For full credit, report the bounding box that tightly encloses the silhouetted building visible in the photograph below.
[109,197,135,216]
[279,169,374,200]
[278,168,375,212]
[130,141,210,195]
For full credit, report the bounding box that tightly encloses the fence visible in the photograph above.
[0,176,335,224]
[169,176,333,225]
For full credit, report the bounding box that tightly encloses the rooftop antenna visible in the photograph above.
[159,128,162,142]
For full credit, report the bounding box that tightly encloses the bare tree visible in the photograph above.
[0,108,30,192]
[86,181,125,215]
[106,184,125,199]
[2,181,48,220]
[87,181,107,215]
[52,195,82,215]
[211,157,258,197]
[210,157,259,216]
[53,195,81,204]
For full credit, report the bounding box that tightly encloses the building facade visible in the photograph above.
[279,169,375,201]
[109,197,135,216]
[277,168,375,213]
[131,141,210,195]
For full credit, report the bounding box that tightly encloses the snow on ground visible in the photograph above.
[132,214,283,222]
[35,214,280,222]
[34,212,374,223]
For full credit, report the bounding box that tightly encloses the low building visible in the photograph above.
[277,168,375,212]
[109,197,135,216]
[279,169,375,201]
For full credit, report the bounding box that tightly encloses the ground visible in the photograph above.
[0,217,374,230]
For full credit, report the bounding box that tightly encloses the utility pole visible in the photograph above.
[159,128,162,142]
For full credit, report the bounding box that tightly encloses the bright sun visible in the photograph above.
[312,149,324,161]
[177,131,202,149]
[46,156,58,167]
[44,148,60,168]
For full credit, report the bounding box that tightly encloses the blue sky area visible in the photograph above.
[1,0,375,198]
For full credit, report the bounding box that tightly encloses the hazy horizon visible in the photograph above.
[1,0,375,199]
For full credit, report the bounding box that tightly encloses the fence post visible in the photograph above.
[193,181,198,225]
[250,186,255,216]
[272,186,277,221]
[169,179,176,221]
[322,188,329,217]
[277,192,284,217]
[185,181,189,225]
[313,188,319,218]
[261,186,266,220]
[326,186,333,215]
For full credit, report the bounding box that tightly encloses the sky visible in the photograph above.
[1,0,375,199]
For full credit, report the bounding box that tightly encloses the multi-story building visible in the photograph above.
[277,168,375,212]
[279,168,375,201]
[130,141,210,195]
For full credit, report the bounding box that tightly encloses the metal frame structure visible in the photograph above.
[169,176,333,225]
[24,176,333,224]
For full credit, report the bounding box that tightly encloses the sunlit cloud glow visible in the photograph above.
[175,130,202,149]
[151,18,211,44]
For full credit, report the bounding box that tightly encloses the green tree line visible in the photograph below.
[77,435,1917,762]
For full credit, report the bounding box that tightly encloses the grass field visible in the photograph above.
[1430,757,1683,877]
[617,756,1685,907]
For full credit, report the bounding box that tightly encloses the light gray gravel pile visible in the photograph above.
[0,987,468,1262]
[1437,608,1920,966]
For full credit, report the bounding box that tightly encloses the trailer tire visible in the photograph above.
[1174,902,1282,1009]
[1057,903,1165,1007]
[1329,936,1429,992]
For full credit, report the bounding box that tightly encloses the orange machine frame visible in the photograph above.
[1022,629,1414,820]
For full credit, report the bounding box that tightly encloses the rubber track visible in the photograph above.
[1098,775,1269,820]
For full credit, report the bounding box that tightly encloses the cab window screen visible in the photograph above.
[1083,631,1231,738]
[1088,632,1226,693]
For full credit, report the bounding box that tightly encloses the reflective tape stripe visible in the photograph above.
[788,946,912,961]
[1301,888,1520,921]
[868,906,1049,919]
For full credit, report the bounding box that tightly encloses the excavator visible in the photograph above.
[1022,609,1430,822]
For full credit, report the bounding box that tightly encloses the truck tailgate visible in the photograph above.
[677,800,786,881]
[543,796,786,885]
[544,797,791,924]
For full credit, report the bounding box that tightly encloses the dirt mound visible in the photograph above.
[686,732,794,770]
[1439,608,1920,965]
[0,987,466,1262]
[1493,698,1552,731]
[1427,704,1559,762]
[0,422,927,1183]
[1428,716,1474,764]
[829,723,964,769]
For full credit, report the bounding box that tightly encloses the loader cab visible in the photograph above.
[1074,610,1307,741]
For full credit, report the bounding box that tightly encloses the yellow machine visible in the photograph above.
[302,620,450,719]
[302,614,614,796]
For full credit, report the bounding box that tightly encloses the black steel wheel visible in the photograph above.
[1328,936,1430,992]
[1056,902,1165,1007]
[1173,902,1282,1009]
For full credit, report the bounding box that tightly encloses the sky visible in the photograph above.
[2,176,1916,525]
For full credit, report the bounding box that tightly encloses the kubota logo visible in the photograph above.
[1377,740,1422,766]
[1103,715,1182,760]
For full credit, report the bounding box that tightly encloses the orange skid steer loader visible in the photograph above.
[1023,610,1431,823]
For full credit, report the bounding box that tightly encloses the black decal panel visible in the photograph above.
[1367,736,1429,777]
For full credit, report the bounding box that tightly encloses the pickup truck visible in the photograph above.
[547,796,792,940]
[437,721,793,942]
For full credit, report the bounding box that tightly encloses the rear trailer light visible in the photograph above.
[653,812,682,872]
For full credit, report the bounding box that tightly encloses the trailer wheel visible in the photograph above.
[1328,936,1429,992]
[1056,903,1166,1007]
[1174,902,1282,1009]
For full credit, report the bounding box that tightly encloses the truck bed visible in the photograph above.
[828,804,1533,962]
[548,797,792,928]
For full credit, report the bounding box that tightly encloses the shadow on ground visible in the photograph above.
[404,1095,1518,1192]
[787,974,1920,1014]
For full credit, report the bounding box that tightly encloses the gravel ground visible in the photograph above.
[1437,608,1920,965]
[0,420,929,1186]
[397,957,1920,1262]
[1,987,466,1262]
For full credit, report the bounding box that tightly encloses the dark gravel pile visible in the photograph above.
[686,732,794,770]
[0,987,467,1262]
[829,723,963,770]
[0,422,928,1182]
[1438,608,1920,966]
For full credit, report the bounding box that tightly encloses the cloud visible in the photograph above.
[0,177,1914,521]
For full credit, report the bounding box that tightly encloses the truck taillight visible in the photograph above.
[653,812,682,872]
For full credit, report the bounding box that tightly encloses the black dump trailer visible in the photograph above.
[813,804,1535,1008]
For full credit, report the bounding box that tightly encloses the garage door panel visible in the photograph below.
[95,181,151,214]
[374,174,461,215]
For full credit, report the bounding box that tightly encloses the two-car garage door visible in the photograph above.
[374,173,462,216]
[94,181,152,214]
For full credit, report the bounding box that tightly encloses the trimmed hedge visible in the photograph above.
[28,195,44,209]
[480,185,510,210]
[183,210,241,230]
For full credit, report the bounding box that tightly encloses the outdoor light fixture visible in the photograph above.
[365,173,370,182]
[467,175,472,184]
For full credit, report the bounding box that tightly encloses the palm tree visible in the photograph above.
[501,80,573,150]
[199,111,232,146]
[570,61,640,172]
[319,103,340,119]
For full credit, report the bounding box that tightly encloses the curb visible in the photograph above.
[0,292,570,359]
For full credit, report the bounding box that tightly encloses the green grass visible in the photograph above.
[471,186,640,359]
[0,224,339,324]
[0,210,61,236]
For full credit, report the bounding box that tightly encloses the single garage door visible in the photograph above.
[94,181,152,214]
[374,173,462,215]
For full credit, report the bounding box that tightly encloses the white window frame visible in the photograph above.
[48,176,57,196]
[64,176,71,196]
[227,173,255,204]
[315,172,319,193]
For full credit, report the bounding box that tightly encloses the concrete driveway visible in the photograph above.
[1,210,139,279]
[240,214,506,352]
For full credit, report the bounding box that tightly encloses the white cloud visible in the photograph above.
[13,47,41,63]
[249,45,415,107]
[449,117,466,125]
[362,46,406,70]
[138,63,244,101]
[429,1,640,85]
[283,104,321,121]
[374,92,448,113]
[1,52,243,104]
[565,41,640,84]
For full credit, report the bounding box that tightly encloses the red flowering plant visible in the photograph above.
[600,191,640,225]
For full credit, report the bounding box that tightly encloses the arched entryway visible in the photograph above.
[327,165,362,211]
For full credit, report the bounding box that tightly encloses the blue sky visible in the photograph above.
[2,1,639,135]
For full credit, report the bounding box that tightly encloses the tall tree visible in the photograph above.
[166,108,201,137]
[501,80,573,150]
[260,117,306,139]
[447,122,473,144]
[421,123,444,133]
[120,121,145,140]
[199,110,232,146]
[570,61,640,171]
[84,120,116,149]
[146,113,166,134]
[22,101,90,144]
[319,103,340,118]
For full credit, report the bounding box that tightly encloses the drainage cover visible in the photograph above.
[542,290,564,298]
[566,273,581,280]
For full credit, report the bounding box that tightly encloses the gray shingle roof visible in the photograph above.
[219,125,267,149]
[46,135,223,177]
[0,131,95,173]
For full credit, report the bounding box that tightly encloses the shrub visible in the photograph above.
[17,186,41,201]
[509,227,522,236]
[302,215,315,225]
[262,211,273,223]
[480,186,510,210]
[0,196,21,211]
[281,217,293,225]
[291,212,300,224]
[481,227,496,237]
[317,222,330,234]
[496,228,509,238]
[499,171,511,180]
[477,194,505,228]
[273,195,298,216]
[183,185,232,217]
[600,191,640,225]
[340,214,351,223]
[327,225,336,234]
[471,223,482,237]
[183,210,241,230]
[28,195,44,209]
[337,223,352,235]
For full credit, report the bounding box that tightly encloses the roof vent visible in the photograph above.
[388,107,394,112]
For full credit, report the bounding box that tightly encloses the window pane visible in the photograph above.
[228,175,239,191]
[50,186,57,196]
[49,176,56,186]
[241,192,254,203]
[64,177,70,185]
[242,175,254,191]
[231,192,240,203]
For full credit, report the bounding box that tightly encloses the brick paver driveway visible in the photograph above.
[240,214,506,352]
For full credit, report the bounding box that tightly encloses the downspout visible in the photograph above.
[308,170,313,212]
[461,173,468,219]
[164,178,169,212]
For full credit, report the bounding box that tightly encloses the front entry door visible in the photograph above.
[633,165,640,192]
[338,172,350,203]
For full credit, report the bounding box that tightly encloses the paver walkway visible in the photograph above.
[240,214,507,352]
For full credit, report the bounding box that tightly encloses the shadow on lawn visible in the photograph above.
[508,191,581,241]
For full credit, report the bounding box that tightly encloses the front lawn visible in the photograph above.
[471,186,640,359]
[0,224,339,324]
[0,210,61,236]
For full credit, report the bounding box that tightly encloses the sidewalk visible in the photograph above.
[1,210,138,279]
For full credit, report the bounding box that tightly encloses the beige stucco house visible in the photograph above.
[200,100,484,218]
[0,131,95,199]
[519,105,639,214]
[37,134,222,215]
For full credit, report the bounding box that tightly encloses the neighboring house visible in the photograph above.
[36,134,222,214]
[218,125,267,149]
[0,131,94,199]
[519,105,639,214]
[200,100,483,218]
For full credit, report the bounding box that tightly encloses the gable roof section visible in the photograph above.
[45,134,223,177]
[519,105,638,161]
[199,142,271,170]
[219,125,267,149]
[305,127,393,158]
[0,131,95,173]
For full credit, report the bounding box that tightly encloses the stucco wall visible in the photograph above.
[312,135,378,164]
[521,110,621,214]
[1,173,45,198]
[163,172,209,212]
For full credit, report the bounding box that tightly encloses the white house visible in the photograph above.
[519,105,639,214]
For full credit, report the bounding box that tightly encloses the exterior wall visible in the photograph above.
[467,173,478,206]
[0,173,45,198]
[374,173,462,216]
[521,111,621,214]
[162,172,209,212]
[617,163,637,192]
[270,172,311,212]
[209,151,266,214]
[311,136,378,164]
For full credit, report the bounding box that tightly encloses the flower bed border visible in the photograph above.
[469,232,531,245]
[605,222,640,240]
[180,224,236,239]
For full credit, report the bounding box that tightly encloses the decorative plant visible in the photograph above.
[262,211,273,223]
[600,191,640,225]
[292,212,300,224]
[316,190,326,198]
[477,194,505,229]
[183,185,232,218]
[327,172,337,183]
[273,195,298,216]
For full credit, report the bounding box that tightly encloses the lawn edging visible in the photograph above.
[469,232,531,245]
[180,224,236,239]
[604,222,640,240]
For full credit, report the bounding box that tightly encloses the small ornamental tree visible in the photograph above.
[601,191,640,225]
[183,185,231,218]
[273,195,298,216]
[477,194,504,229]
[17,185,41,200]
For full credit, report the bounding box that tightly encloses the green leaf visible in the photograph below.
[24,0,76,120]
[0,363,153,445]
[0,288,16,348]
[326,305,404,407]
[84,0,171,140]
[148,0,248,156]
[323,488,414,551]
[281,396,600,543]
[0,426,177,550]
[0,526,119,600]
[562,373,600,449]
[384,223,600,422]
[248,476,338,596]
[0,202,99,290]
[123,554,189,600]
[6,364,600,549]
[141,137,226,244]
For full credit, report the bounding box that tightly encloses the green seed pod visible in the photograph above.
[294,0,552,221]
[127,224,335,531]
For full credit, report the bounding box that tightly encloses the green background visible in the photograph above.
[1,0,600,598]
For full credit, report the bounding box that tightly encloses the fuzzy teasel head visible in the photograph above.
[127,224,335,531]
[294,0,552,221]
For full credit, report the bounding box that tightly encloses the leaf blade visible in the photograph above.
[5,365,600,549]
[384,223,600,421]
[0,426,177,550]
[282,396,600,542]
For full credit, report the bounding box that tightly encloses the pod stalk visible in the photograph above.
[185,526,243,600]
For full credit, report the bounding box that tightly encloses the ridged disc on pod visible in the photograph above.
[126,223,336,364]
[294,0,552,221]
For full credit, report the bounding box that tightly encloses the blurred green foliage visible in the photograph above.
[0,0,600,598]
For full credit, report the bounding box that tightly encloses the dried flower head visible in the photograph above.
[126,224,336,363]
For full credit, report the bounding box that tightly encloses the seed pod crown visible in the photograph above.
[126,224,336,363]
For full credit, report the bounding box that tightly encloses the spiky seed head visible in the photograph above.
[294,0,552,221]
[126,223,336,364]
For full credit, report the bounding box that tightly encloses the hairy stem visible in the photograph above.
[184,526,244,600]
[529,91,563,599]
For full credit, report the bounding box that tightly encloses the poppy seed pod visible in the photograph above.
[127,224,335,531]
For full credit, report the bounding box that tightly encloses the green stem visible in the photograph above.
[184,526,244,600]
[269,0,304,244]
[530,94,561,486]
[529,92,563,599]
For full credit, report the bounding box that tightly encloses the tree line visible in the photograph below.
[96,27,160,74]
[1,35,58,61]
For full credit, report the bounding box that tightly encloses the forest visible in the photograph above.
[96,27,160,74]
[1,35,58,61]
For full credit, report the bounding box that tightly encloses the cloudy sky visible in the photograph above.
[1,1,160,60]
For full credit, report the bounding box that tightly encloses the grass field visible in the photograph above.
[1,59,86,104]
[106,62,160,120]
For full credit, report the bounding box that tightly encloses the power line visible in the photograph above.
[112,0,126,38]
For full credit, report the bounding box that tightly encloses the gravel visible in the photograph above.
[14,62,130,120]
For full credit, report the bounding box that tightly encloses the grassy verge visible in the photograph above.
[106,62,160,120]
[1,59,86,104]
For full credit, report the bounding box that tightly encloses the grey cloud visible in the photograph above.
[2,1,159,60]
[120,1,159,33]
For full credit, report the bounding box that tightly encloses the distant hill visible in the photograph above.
# # #
▶ _Task instructions_:
Word for word, quote the lines from the line containing "cloudy sky visible in the photograph above." through the end of the material, both included, and nothing else.

▶ _Solution for this task_:
For full credit, report the bounding box that tightly encloses the cloudy sky visible in the photograph above.
[1,1,160,60]
For full credit, report the bounding box that tightly encloses the grass field visible in the photograph above.
[1,59,86,104]
[106,62,160,120]
For full credit, report the bounding box that tightly encloses the power line visible in the photograph above.
[112,0,126,38]
For full credit, report the bounding box that tightly encloses the gravel visible in the photograph above.
[14,62,130,120]
For full credit, report the bounding box that tightly encloses the grassy verge visible in the photograph above.
[106,62,160,120]
[1,59,86,104]
For full credit, report the bounding box that tightly encloses the grey cloud visible in the photograph above.
[2,1,159,60]
[120,1,159,33]
For full credit, report the bounding box that tightly encloses the distant hill visible in the photograph above.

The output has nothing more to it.